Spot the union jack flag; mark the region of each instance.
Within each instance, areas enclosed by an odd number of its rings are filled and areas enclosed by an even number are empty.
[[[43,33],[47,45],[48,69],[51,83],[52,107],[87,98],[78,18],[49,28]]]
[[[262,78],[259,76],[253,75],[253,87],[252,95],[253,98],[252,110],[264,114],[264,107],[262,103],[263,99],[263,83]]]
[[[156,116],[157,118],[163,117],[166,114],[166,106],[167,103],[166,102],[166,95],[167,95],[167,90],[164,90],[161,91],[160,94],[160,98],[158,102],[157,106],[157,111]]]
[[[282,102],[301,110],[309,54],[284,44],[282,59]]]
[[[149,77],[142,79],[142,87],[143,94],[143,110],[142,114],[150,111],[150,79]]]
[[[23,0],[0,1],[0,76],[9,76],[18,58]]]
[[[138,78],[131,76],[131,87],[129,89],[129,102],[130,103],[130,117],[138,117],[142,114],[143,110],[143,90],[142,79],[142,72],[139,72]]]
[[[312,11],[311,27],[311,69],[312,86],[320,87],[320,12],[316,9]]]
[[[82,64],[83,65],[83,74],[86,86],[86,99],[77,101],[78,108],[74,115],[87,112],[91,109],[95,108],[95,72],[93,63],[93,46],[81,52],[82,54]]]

SHORT EXERCISE >>
Reproduce all of the data above verbatim, keeping every line and its order unchanged.

ANSWER BELOW >>
Spot the union jack flag; mark the region of each instance.
Within each instance, areas enclosed by an odd number of its rings are filled and areas enclosed by an even number are empty.
[[[43,33],[47,45],[48,69],[51,83],[52,107],[87,98],[78,18],[49,28]]]
[[[262,78],[259,76],[253,75],[253,87],[252,95],[253,98],[252,110],[264,114],[264,107],[262,103],[263,99],[263,83]]]
[[[156,116],[157,118],[163,117],[166,114],[166,106],[167,103],[166,102],[166,95],[167,95],[167,90],[164,90],[161,91],[160,94],[160,98],[158,102],[157,106],[157,111]]]
[[[282,102],[301,110],[309,54],[284,44],[282,59]]]
[[[149,77],[142,79],[142,87],[143,94],[143,110],[142,114],[150,111],[150,79]]]
[[[23,0],[0,1],[0,76],[9,76],[18,58]]]
[[[138,78],[131,76],[131,87],[129,89],[129,102],[130,103],[130,117],[138,117],[142,114],[143,110],[143,90],[142,79],[142,72],[139,72]]]
[[[312,11],[311,27],[311,69],[312,86],[320,87],[320,12],[316,9]]]
[[[82,64],[83,65],[83,74],[86,86],[86,99],[77,101],[78,108],[74,115],[87,112],[91,109],[95,108],[95,72],[93,63],[93,46],[81,52],[82,54]]]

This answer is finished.